INPUT MATERIAL>
************
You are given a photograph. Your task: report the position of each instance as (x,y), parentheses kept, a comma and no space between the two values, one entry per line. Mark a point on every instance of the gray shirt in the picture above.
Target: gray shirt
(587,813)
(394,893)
************
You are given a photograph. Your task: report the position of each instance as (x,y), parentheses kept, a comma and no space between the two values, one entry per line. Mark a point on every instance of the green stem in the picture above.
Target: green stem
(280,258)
************
PROBLEM TO SOLVE> Return each line of the material above that contains the word "picture". Case matters.

SOLUTION FOR THIS EXERCISE>
You are given a photograph. Your task: report the position of each instance as (x,y), parentheses kept, a comma and no space between the two values, one entry per line. Mark a point on every instance of the gray shirt in the picture above.
You are given a photograph. Your task: report the position of each instance as (x,y), parentheses kept, a comma and no space between the two values, one entry per line. Mark a point on every instance of the green stem in the picture above.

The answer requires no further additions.